## Start EXERCISE MATERIAL

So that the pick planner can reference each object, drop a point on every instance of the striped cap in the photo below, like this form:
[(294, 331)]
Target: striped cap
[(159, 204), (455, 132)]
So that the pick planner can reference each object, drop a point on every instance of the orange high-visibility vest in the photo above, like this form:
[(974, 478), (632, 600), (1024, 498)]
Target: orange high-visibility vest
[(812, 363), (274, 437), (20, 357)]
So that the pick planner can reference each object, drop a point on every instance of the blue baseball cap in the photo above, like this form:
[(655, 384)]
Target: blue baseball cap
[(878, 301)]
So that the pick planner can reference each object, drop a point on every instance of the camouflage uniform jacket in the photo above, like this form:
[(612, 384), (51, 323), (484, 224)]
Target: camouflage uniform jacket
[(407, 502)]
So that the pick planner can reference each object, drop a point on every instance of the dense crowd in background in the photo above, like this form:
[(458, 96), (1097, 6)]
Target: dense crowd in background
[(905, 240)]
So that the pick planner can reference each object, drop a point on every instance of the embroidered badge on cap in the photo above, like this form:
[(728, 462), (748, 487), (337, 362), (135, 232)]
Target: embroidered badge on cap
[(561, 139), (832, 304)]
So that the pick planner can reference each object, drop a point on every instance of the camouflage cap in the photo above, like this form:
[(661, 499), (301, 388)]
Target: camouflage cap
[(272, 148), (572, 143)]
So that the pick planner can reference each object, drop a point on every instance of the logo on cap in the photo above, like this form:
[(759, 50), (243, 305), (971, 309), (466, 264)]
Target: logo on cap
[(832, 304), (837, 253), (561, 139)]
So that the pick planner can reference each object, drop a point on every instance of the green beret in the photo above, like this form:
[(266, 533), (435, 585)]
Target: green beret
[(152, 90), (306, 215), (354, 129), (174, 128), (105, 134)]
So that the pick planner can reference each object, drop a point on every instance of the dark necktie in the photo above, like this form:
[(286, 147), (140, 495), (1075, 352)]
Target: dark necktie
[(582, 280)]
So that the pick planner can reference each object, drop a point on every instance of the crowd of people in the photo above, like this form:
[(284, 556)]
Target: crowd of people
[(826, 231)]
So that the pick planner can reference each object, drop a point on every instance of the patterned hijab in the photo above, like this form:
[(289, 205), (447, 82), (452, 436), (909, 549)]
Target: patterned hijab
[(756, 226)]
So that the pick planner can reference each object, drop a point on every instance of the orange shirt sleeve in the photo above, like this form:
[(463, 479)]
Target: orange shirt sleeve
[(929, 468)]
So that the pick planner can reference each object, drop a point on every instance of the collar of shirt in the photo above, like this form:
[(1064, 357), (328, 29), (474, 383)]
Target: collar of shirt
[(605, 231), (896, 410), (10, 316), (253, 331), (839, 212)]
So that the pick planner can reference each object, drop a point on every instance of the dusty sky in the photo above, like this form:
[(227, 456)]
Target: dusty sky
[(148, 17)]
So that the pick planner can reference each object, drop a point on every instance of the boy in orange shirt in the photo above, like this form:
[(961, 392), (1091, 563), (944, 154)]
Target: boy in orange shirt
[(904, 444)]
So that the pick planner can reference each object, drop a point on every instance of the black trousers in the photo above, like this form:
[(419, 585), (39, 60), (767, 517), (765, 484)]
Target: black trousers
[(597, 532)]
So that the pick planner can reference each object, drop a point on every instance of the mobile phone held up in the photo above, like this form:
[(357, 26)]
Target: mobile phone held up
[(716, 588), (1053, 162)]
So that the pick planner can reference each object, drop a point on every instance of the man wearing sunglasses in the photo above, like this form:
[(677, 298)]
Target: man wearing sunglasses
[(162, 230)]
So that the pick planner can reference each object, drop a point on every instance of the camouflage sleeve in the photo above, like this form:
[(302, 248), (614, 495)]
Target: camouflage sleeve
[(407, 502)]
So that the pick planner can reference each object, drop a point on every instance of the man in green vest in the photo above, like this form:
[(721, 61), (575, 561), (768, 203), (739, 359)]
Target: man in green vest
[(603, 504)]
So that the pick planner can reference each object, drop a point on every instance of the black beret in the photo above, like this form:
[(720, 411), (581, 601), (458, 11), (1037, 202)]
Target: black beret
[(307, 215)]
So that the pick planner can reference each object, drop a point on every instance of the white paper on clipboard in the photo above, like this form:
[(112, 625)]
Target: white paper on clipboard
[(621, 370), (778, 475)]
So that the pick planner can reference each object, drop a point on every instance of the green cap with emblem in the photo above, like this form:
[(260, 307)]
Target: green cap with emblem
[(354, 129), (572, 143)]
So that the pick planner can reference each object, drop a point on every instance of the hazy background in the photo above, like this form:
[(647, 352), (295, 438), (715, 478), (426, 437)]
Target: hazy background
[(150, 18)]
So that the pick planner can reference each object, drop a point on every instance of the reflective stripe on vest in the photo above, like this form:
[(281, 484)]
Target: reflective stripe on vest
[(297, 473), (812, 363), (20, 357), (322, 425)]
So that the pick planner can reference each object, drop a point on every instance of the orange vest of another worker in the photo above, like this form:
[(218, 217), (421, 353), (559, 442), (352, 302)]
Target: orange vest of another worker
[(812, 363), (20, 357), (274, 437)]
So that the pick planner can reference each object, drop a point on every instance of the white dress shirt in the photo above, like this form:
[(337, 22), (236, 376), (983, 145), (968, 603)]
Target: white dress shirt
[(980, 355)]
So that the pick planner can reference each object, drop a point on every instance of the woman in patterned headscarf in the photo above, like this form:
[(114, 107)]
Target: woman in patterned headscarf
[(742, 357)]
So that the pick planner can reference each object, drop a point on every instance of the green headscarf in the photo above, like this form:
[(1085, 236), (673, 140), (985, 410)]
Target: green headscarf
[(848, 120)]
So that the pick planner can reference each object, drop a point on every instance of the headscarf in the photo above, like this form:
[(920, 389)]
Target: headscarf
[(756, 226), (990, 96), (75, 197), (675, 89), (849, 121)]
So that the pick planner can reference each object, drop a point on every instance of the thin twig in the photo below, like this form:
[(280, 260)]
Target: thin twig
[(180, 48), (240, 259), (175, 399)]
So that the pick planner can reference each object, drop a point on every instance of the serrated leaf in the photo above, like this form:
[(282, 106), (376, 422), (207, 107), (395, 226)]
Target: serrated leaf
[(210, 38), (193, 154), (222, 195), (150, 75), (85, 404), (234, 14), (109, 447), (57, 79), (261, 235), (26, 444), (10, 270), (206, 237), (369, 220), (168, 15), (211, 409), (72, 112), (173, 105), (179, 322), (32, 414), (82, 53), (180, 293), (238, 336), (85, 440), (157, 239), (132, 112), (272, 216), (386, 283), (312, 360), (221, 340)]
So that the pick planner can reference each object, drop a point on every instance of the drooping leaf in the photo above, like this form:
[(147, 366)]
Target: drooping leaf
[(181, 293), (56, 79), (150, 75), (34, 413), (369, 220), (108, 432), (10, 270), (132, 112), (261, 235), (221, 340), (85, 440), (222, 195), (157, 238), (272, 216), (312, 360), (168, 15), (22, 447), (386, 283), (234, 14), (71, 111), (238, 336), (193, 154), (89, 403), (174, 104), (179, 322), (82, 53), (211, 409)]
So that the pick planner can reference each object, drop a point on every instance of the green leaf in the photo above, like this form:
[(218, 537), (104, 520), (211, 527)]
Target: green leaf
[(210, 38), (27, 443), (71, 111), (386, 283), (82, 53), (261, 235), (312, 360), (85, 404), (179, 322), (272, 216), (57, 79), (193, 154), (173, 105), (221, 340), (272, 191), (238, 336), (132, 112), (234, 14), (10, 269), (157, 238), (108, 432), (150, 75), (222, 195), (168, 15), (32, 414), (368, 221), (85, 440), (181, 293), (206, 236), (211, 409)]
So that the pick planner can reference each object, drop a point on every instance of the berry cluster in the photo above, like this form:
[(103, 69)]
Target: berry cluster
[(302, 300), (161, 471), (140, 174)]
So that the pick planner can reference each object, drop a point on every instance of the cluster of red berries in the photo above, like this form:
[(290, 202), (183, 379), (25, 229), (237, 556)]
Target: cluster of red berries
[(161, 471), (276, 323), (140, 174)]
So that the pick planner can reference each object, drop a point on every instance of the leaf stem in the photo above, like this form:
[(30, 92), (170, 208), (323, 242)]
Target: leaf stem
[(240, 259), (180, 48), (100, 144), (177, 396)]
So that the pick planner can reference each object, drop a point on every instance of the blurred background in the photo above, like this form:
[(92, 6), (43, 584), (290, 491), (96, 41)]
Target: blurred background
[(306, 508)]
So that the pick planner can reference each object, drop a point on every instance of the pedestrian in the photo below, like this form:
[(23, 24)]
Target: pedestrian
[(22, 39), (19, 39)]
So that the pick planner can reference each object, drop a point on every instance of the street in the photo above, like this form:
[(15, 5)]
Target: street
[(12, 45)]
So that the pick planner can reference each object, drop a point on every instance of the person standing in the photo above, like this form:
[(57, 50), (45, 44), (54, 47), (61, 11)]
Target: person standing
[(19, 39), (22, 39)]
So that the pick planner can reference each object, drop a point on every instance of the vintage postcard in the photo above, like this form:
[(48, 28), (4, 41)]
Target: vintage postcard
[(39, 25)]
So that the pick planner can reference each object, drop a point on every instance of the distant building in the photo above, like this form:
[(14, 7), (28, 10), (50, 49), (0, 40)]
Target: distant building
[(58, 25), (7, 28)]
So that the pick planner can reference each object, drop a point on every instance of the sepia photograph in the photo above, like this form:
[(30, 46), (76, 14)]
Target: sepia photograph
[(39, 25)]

## End EXERCISE MATERIAL

### PROBLEM:
Convert the listing above, from its first line through the line containing "[(878, 301)]" (both included), into a numbered list that omits any blank lines.

### THE COMPLETED TASK:
1. So that the pick planner can reference each object, drop a point on every instance of the striped cap in the photo below, like this form:
2. [(294, 331)]
3. Target: striped cap
4. [(159, 204), (455, 132)]
5. So that the pick planner can reference each object, drop a point on every instance of the orange high-visibility vest in the photo above, like this form:
6. [(974, 478), (632, 600), (1024, 498)]
7. Target: orange high-visibility vest
8. [(812, 363), (274, 437), (20, 357)]
9. So that the pick planner can reference each object, drop a point on every instance of the blue baseball cap in the photo above, like this form:
10. [(655, 384)]
11. Target: blue baseball cap
12. [(878, 301)]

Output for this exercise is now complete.